## Your task
Quote exactly the lines running from the line with "Could you please indicate the air" to the end of the entries, including both, and nothing else.

## Data records
----------------------------------------

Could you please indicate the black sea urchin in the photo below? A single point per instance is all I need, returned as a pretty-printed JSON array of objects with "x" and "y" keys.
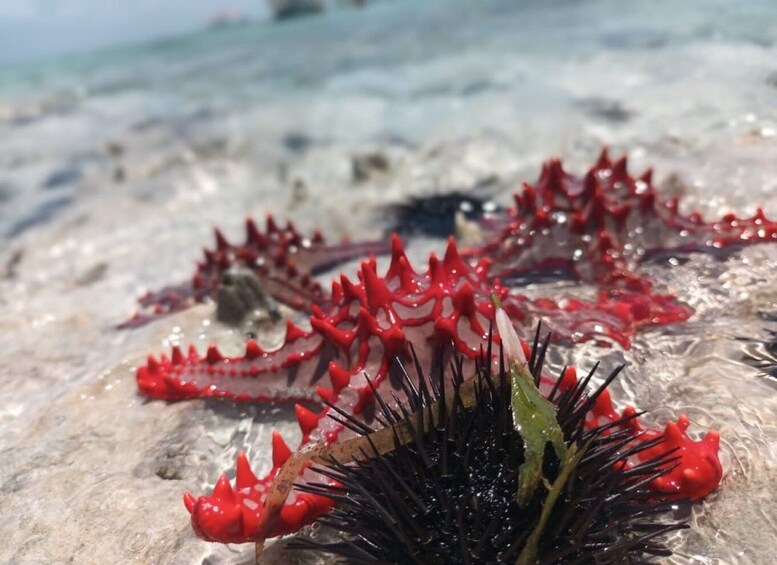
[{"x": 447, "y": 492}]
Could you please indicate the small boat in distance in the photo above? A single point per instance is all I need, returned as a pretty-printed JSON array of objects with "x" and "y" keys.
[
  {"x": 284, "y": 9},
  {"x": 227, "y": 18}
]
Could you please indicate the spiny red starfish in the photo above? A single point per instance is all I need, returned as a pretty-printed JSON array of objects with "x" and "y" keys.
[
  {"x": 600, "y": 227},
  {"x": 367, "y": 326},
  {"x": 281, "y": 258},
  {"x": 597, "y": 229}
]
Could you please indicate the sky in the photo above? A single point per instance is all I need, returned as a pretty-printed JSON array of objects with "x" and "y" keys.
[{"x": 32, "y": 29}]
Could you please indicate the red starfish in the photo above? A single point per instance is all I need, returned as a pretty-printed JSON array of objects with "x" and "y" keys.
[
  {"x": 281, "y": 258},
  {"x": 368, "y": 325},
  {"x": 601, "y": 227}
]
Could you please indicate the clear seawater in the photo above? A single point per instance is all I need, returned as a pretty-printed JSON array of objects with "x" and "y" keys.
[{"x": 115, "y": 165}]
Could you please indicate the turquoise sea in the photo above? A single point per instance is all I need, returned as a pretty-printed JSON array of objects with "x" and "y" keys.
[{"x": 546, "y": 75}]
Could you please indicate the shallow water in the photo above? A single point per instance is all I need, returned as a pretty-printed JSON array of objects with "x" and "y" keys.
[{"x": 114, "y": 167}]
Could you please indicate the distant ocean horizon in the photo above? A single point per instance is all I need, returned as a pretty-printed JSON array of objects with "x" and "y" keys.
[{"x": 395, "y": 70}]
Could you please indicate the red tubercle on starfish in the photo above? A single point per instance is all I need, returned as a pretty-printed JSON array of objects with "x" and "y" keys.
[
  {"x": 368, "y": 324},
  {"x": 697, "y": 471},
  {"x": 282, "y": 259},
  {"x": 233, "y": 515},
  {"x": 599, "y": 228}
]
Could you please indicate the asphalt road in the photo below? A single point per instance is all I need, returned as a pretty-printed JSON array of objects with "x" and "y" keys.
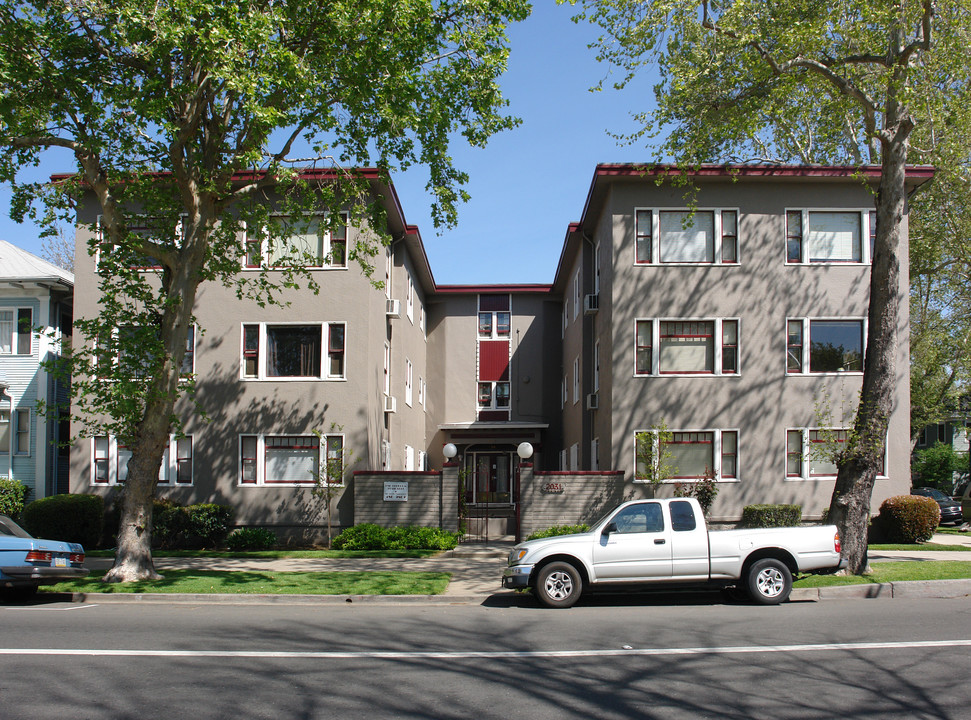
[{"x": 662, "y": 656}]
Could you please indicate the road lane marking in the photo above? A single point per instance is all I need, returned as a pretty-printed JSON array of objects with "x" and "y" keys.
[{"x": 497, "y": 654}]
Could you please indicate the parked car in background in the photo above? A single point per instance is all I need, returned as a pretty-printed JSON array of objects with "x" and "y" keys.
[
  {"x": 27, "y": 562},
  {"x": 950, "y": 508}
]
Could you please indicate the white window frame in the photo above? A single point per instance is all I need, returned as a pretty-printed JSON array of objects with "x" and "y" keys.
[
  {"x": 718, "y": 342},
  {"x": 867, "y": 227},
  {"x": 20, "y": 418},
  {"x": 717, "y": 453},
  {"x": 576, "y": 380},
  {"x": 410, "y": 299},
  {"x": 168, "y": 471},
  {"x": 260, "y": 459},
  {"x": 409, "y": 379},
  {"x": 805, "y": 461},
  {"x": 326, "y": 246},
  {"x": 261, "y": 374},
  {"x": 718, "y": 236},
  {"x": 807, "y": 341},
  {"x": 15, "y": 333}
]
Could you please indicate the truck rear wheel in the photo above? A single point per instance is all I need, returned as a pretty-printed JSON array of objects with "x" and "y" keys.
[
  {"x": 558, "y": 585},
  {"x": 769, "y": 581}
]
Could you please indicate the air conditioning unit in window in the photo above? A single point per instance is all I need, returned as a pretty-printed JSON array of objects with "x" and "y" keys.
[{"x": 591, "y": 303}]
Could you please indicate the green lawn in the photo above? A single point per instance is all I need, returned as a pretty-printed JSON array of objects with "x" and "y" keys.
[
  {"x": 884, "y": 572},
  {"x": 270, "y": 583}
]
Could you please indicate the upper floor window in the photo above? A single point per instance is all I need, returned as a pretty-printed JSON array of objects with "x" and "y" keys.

----------------------------------------

## Response to the exercise
Could you please indicate the air conditioning unit in window in the photo above? A single point per instance is all I need, returned as a pretty-printed JSON array of objects with "x" and "y" keys.
[{"x": 591, "y": 303}]
Could you please indicate the green lawn in the photo above? A single point per instance is all I need, returned as a pretty-printed JSON array of objects with "x" and "y" keys.
[
  {"x": 884, "y": 572},
  {"x": 270, "y": 583}
]
Could you please indicate the upper floor window in the photo above? A single point per instance is all I need, returned as a pretty-printed JSON array of objects with "x" and "y" keys.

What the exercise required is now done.